I started my own business because I wanted to have more flexibility and control over my own life. I wanted to be able to make my own hours and work remotely at home in Australia for a couple of months of the year. But what I created was an 80 hour work week and very few clients. 

As a new entrepreneur there are a lot of things to learn. New people to meet. Clients, marketing, blog posts, Facebook, Instagram, twitter, youtube, website and then I had to fit showering and eating somewhere in between (don’t worry I managed that). I spent more of my time on the other stuff and less on the actual clients. 

There were a couple of things that contributed to my 80 hour working week. Initially I was still in that corporate space where I had fixed hours, so I would get up and do the 9 – 5 (well actually I would start with emails and social media as soon as I woke up). Working as Head of Learning and Development, I was used to the do and seeing outcomes, so I found myself doing for the sake of it, when there were ways I could have streamlined and I liked how the busy made me feel. I felt like in the busy I was achieving something, but I wasn’t really achieving what I set out to do. There were definitely a lot of new things to learn and in the initial couple of months, 80 hours wasn’t unrealistic, but was I spending my time on what mattered?

==============================

**PROBLEMS AND TASKS:**
A – Can you sum up this account of starting a business in two sentences?
B – Could you reproduce the account of starting a business from "As a new entrepreneur" up to and including "the actual clients."?
You won't need the listing for anything here.

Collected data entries
==============================

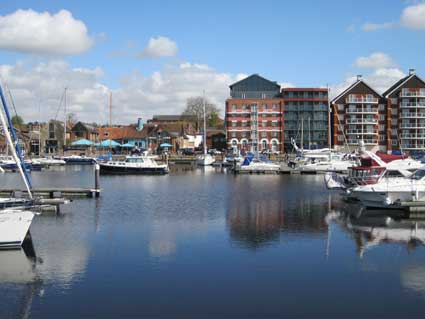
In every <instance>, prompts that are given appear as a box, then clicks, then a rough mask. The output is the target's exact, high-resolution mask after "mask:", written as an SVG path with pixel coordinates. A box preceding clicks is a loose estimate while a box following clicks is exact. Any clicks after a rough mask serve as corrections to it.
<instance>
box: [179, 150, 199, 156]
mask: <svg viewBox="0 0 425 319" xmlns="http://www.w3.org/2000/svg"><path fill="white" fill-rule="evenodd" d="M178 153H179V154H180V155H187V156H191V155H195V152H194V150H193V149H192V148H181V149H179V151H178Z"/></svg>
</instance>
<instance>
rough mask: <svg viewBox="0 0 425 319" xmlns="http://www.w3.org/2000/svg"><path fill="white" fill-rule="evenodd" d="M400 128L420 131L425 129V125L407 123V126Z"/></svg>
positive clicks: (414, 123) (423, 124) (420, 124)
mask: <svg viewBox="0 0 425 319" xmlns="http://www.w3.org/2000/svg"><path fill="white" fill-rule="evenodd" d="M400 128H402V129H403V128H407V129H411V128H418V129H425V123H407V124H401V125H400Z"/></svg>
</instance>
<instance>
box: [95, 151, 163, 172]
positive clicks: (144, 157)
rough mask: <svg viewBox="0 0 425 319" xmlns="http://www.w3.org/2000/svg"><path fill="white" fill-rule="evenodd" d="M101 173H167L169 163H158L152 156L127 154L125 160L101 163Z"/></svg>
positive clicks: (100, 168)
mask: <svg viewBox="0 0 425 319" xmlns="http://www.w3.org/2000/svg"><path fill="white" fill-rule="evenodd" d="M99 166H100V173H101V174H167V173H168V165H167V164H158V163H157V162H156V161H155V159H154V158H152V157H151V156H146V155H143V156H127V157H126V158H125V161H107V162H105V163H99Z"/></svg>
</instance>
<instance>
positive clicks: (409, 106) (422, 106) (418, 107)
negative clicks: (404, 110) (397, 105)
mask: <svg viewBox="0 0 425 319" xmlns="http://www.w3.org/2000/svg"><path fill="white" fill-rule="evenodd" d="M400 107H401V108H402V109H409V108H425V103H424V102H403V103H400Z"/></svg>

==============================

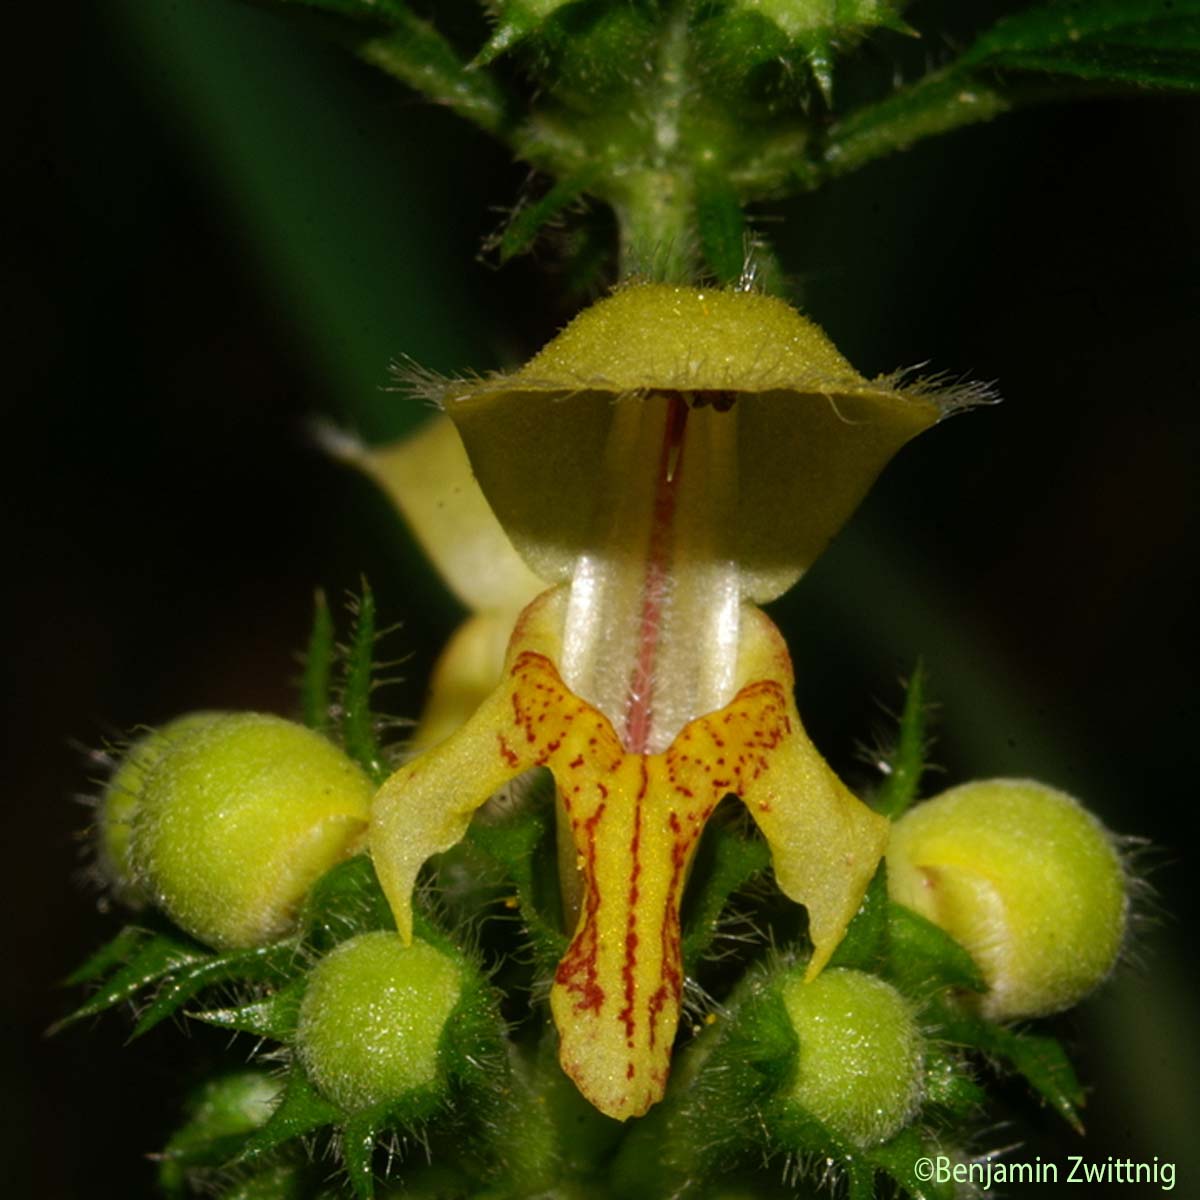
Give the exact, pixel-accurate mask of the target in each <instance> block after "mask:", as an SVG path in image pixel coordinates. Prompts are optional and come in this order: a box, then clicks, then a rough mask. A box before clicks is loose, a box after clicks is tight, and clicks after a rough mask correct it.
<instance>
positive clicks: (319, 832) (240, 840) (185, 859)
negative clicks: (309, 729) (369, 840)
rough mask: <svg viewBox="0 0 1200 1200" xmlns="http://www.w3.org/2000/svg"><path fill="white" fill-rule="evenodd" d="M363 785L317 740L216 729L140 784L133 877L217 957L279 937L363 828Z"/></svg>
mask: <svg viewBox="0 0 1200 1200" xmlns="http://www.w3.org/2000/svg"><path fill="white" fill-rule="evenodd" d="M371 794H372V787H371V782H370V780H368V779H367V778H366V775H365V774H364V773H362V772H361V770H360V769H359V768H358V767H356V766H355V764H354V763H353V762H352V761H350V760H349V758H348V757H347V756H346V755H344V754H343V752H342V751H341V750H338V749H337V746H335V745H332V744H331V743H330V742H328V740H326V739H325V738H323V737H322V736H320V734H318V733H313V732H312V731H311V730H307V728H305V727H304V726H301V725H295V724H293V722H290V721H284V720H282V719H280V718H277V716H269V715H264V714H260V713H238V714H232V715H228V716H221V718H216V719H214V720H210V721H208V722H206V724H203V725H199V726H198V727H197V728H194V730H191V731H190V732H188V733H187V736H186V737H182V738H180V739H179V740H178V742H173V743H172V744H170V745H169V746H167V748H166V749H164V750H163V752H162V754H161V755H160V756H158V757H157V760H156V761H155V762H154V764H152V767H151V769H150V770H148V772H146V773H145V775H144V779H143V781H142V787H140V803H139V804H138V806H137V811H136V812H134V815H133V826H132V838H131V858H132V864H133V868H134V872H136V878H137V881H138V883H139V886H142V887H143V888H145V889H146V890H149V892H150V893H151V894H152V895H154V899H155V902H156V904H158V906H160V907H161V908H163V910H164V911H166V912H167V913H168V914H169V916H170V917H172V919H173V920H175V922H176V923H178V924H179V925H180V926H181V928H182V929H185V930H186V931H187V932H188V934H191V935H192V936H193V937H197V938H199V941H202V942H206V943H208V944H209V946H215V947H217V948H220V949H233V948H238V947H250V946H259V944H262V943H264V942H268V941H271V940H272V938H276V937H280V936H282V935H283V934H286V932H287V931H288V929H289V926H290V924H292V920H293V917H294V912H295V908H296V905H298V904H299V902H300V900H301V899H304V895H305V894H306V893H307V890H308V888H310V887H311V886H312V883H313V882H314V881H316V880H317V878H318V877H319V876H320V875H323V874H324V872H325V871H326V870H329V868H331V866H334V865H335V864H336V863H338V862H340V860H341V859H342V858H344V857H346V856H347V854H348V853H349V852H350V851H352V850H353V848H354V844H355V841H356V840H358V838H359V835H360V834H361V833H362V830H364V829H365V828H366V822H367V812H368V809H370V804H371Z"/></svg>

==============================

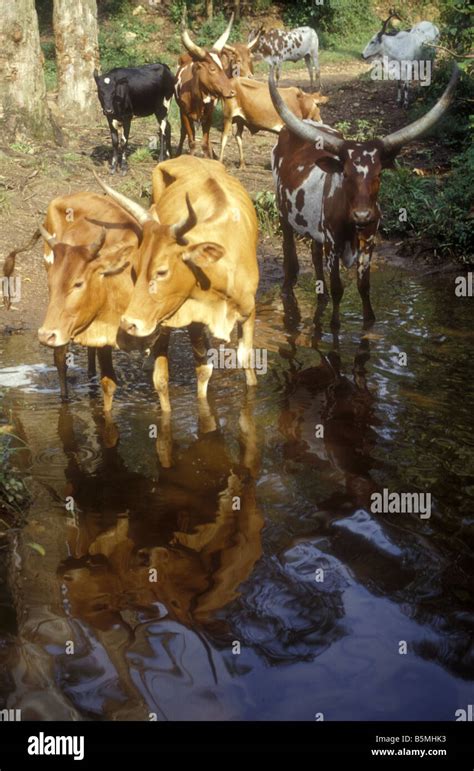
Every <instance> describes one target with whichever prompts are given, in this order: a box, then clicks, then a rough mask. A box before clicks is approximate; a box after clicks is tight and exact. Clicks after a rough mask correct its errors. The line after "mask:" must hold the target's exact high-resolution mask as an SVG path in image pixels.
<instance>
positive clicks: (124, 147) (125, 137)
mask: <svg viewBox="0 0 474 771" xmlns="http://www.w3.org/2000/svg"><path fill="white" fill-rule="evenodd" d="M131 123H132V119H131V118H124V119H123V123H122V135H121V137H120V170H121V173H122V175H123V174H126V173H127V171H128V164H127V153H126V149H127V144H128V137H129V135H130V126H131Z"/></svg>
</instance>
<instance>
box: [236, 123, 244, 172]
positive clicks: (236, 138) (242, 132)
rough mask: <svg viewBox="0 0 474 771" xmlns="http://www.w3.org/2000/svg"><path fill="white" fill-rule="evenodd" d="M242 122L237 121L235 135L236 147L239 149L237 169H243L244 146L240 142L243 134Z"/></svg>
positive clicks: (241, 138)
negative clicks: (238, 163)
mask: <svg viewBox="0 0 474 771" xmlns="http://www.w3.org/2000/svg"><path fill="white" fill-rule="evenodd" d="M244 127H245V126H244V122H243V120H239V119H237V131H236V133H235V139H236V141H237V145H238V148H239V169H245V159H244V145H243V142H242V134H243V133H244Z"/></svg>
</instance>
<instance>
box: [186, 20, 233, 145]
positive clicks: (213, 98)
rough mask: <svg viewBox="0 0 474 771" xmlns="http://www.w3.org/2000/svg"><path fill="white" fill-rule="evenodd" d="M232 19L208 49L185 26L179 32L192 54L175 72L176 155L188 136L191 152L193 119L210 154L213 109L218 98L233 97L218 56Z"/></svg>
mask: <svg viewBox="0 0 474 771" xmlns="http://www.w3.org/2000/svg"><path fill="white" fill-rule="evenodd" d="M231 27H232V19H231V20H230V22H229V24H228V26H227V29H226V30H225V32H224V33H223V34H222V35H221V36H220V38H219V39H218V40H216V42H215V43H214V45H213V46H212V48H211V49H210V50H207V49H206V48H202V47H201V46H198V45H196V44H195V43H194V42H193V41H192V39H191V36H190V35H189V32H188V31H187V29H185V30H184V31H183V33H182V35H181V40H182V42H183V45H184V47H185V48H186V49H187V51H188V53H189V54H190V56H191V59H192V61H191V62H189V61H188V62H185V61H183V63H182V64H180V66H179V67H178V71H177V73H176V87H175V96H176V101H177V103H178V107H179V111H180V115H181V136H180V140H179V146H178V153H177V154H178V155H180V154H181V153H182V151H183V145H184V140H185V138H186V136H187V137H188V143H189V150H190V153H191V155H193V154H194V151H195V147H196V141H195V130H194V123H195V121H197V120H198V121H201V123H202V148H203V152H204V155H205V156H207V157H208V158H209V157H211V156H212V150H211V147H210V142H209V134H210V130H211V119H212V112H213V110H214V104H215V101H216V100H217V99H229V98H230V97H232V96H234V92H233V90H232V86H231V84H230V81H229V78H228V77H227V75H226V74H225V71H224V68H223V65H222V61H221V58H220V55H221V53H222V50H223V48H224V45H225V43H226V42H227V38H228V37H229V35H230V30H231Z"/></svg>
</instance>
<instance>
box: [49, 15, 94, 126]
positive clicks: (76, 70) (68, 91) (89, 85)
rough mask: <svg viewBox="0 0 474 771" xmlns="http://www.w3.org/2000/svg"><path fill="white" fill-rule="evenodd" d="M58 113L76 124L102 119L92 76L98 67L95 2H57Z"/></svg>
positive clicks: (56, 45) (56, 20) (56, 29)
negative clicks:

==============================

**EXPECTED RESPONSES:**
A – The writer started a business to gain flexibility and control, including the chance to work remotely at home in Australia for part of the year, but ended up with an 80-hour work week and very few clients. More time went to learning and to tasks like marketing and social media than to actual clients, and fixed-hour habits carried over from a corporate role, along with enjoying the feeling of being busy, led to busy work that didn't achieve what the writer set out to do.

B –
As a new entrepreneur there are a lot of things to learn. New people to meet. Clients, marketing, blog posts, Facebook, Instagram, twitter, youtube, website and then I had to fit showering and eating somewhere in between (don’t worry I managed that). I spent more of my time on the other stuff and less on the actual clients.